*Direction:*
Please render every line of the listing below as a Markdown table with the columns "Row" and "Line." Number the rows and leave out blank lines.

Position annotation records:
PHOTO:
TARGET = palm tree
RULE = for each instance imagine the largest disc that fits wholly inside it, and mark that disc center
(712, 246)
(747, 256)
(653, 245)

*Correct result:*
| Row | Line |
|---|---|
| 1 | PHOTO: |
| 2 | TARGET = palm tree |
| 3 | RULE = for each instance imagine the largest disc that fits wholly inside it, and mark that disc center |
| 4 | (712, 246) |
| 5 | (747, 256) |
| 6 | (653, 245) |